Problem details |
Turn every line of the rows below into a JSON list of strings, one string per line, skipping blank lines. Leave the picture out of your answer.

....

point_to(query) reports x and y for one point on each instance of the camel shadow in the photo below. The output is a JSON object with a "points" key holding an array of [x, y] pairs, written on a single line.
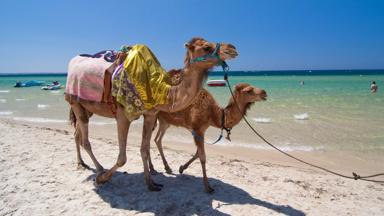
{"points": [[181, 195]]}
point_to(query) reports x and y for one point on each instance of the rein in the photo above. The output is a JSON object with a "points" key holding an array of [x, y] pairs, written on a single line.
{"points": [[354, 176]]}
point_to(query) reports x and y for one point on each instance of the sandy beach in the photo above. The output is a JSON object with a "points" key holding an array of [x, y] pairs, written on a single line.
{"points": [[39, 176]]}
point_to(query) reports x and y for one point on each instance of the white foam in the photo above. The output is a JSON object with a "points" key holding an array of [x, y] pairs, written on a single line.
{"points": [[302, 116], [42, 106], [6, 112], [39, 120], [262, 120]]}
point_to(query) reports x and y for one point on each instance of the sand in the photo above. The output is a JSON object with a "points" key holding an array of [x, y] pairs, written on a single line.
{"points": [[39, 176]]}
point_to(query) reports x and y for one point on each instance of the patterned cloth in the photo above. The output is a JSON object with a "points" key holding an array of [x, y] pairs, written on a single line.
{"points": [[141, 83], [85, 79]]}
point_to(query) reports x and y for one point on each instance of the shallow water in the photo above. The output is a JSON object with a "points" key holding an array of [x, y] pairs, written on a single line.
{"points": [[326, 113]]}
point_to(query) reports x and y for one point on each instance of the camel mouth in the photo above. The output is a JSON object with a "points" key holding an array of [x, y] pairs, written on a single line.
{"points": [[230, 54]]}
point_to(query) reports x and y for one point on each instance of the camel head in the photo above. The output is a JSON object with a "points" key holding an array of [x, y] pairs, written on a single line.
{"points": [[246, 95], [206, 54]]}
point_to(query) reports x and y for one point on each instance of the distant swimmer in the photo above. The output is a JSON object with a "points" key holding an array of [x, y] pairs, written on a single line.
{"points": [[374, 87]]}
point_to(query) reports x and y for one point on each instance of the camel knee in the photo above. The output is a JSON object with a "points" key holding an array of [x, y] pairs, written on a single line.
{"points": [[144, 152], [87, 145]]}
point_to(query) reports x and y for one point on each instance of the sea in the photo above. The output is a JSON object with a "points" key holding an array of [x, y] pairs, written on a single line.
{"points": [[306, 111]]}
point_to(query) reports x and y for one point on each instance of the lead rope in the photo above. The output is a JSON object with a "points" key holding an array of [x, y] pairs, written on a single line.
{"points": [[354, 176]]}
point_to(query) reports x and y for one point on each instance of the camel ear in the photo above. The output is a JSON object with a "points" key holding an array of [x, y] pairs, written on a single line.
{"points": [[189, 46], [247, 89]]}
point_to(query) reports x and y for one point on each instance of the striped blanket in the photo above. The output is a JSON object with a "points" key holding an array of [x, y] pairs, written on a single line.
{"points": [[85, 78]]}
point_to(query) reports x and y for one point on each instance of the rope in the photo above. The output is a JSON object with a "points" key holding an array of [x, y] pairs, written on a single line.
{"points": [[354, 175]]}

....

Result for this exercise |
[
  "point_to(query) reports x and y for one point on each instance of the camel shadow in the photo below. The output is a JSON object with a \"points\" key holding an array of [x, y] pairs, written on a single line.",
  "{\"points\": [[181, 195]]}",
  "point_to(query) reports x and y for one point on each instance of the rein in the photo above. The output is a JSON object with a \"points\" key holding an array of [x, y] pairs, written on a single line.",
  "{\"points\": [[354, 176]]}",
  "point_to(query) reports x and y for one point on each instance of the sandy beach in the photo above. The output is a JSON object with a \"points\" key holding an array of [x, y] pairs, written on a single line.",
  "{\"points\": [[39, 176]]}",
  "point_to(query) reports x and y for one point on each instance of the white foam in the photo above. The output is a JSON object with a \"points\" key holding an array of [x, y] pairs, written on a single line.",
  "{\"points\": [[302, 116], [42, 106], [6, 112], [39, 120], [262, 120]]}",
  "point_to(query) reports x and y for one point on each instance of the sand in the photo above. The output is a JSON object with a \"points\" key holding an array of [x, y] pairs, written on a single line.",
  "{\"points\": [[39, 176]]}",
  "point_to(query) reports x and y for one point on each instance of the patterned cloth in the photo above. The output is a JSON object with a \"points\" key holding an array of [x, y] pairs, written on a single line.",
  "{\"points\": [[141, 83], [85, 79]]}",
  "point_to(query) reports x and y for one point on each instance of the shallow water in the photo above. The output is a JSON object with a \"points\" key holding an array of [x, y] pairs, written on a single line.",
  "{\"points\": [[326, 113]]}",
  "point_to(query) reports x and y for one point on each instance of the camel mouth in the photo above. The output is a JSON object with a \"points\" key holding an array of [x, y] pairs, written on a single line.",
  "{\"points\": [[230, 54]]}",
  "point_to(query) reports x and y for one point on each instance of the camel head in the photo above. The output is a JSON object with a \"points\" key holding an array of [x, y] pairs, written on a single line.",
  "{\"points\": [[246, 95], [206, 54]]}",
  "point_to(query) reports x and y for one point on each instance of the distant swimmer in the photo above. The output is a JSON object with a \"points\" key holding an array of [x, y] pairs, written on a single line.",
  "{\"points\": [[374, 87]]}",
  "point_to(query) reports x and y for one point on each instance of the camel knee in the photo above. The output is a JSON object with a \"points\" key holding an array of [x, y] pairs, written on a single line.",
  "{\"points\": [[144, 152], [87, 145]]}",
  "point_to(query) reports x and y for one point on each instance of the sea in the photo above. The output is a JSON object with a \"points\" key holding an array of [x, y] pairs, written on a single line.",
  "{\"points\": [[306, 111]]}",
  "point_to(query) reports x and y for one point on each instance of the lead rope in the photo above. The output is a JSON object with a \"points\" key holding an array of [x, y] pairs, written on a single line.",
  "{\"points\": [[354, 176]]}",
  "point_to(query) reports x and y for one point on each instance of the camel ear in the photo above. The output is a JSON object with a \"points\" key holding an array of [x, y] pairs, written on a single line.",
  "{\"points\": [[189, 46], [247, 89]]}",
  "point_to(query) reports x and y for one point on each instance of the striped blanket in the photo above. The output is a JSON object with a \"points\" key holding an array of [x, y] pairs, written on a single line.",
  "{\"points\": [[85, 78]]}",
  "point_to(query) reports x and y for one point on each instance of the rope in the photo above. The output is a JSON object with a \"points\" key holding an array of [x, y] pairs, written on a single line.",
  "{\"points\": [[354, 175]]}"
]